* _Data records_:
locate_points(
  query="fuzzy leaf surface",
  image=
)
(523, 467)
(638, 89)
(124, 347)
* * *
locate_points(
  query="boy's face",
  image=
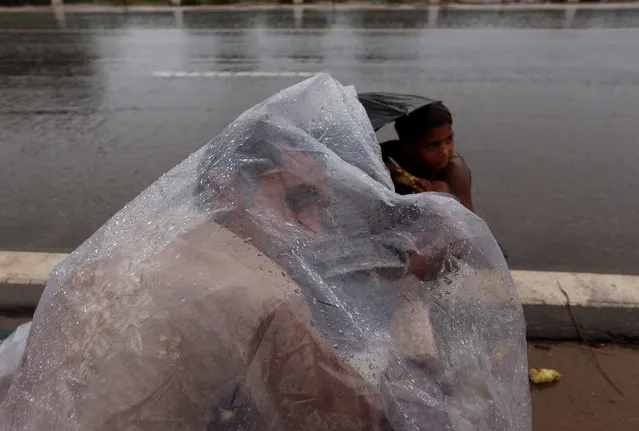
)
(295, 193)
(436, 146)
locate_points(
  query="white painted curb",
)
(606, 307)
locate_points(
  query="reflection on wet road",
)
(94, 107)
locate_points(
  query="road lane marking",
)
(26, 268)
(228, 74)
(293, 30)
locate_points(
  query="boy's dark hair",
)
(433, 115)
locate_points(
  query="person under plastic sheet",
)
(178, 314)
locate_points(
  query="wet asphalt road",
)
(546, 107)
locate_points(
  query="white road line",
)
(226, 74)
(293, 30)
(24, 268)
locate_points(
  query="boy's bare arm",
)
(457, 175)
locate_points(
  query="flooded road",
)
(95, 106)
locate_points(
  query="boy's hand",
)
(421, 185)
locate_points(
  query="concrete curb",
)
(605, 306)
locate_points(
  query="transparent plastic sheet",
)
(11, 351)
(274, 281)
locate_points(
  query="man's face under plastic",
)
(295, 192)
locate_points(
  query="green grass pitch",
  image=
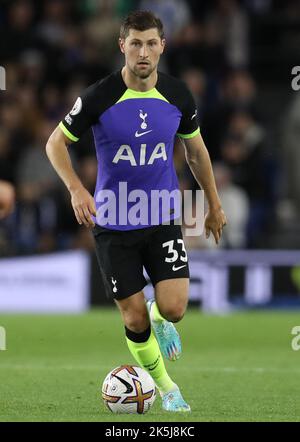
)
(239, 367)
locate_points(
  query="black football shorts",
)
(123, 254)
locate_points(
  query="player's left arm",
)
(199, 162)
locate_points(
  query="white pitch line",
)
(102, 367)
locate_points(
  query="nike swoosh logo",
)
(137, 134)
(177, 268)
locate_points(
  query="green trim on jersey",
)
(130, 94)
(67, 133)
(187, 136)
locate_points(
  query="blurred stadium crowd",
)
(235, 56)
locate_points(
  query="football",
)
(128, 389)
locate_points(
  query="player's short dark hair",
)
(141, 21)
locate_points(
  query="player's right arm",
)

* _Required action_: Return every line of the entries above that the string "pitch" appears in.

* _Your solution_:
  query="green grass pitch",
  query="white pitch line",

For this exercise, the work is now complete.